Power Trip is an American crossover thrash band formed in Dallas, Texas, in 2008. By 2020, Power Trip's lineup consisted of Riley Gale (lead vocals), Blake Ibanez (lead guitar), Nick Stewart (rhythm guitar), Chris Whetzel (bass) and Chris Ulsh (drums); the latter replaced drummer Marcus Johnson, who left in 2009. They have released two studio albums to date, Manifest Decimation (2013) and Nightmare Logic (2017), plus a compilation including their early tracks and a live album. 

Power Trip was one of the most successful thrash metal bands of the 2010s, with Nightmare Logic entering the Billboard charts, and receiving a number of accolades by publications. A live version of the song "Executioner’s Tax (Swing of the Axe)" received a nomination for the Grammy Award for Best Metal Performance.

### EXTRACTED INFORMATION

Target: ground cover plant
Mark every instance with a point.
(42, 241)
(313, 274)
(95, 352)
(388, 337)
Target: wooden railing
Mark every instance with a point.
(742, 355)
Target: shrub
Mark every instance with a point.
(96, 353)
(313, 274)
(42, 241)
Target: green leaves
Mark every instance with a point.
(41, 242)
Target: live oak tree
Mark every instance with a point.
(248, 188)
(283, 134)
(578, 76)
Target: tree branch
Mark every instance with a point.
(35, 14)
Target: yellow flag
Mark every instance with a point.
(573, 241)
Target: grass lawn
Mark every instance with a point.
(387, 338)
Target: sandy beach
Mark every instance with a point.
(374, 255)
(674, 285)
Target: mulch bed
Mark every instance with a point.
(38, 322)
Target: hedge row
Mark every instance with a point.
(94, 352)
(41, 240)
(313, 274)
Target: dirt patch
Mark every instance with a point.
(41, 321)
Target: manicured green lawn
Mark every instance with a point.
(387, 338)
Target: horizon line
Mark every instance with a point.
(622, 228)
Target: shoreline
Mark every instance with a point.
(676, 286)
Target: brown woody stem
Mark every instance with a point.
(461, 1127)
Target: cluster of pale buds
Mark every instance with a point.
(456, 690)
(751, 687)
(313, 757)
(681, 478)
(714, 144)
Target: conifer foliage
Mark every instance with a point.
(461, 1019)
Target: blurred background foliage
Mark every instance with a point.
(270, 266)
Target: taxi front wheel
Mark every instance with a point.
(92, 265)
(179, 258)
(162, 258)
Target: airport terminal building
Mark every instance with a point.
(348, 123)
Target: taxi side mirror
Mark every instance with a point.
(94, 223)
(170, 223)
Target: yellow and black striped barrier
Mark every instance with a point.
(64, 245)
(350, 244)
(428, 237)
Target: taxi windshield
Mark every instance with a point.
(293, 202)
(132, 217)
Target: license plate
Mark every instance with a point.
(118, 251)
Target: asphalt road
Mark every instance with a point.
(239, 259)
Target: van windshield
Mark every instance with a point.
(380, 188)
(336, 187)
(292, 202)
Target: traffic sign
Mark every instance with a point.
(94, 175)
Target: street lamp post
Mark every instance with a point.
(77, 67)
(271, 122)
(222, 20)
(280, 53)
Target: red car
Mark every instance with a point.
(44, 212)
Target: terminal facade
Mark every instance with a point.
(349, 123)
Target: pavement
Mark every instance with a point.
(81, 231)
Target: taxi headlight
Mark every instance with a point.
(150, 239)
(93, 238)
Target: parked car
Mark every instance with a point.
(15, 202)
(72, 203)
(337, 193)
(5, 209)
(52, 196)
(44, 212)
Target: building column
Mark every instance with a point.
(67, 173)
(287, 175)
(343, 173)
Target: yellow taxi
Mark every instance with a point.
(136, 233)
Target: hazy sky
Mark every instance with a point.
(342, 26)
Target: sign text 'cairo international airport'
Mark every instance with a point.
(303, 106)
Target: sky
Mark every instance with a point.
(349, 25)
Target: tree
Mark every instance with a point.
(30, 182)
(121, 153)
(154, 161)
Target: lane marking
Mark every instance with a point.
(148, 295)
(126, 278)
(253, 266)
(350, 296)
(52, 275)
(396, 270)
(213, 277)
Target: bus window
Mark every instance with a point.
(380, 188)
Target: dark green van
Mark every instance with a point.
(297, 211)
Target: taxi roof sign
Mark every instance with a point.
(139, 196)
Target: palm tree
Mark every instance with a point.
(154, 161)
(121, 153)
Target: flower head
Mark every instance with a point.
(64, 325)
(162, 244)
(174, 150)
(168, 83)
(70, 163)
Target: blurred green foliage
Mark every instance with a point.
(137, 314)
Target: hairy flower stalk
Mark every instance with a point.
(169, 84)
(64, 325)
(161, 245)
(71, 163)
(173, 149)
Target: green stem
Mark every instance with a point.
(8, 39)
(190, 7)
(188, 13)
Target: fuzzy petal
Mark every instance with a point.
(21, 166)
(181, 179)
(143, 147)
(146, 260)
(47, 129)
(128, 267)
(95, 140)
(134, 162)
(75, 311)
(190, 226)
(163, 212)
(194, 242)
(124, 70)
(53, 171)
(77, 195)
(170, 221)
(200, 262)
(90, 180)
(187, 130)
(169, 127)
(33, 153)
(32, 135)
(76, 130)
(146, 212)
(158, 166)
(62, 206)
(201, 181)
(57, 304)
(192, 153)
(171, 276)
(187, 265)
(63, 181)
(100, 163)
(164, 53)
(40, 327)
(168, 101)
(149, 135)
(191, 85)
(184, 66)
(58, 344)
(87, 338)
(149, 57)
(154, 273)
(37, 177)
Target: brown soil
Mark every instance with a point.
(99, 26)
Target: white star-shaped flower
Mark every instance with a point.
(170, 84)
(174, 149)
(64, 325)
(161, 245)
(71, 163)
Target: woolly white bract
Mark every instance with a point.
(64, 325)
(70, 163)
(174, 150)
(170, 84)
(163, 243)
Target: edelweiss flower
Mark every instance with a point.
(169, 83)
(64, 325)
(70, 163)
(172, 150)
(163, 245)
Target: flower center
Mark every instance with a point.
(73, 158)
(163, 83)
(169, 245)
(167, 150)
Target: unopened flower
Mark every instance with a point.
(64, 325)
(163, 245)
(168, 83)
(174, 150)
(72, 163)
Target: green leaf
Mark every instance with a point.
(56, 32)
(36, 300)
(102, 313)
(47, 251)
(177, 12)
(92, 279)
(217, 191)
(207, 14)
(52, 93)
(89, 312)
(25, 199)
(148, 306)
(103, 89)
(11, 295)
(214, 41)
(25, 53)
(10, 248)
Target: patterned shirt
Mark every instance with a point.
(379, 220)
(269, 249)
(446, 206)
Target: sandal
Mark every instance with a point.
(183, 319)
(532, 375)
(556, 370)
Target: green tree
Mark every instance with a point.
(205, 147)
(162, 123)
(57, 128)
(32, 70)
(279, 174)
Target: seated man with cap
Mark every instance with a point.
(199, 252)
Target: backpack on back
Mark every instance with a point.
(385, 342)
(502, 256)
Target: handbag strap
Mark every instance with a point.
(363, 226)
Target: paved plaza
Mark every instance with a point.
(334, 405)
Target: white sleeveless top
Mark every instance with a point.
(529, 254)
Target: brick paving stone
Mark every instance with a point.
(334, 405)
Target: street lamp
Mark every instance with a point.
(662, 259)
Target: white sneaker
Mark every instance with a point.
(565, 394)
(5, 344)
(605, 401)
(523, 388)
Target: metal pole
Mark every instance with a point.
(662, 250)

### APPLY WHAT YOU READ
• 1. In the text about Power Trip, which drummer did Chris Ulsh replace?
• 2. Recast the paragraph of the Power Trip text that begins "Power Trip was one of the most successful" as a short bulleted list that keeps its main facts.
• 3. Resume the text about Power Trip, starting right after its final sentence.

### ANSWERS
• 1. Marcus Johnson, who left the band in 2009.

• 2.
- One of the most successful thrash metal bands of the 2010s
- Nightmare Logic entered the Billboard charts and received a number of accolades from publications
- A live version of "Executioner’s Tax (Swing of the Axe)" was nominated for the Grammy Award for Best Metal Performance

• 3.
History

In 2013, the band signed with the Southern Lord Records label and released their first studio album, Manifest Decimation. Their second album, Nightmare Logic, was released in 2017 to critical acclaim. The Guardian mentioned that singer Riley Gale's lyrics on Nightmare Logic, were about "social inequality and activism". He described Nightmare Logic as "dealing with this waking nightmare, things seem so surreal that they're unbelievable … trying to find optimism and a motivating force and realising that the 99% of us have more in common than we think". The success of Nightmare Logic, as well as sharing the stage with the likes of Ozzy Osbourne, Anthrax, Exodus, Testament, D.R.I., Suicidal Tendencies, Napalm Death, Lamb of God, Hatebreed, Five Finger Death Punch, Opeth, Danzig and Obituary, helped Power Trip become one of the most popular thrash metal bands in the 2010s.

In 2018, the album Opening Fire: 2008–2014 was released as a way to compile their extra tracks. In late 2019, Power Trip announced that they were working on their third album.

Vocalist Riley Gale died on August 24, 2020, at the age of 34. His death was announced by the band the next day. In May 2021, it was reported that the official cause of death was ruled by the Dallas County's medical examiner as an accidental overdose from the "toxic effects" of fentanyl. The report also claimed that Gale, who reportedly had a history of depression and drug abuse, had been found "unresponsive on the floor at home" and the only other substance found in his system was marijuana.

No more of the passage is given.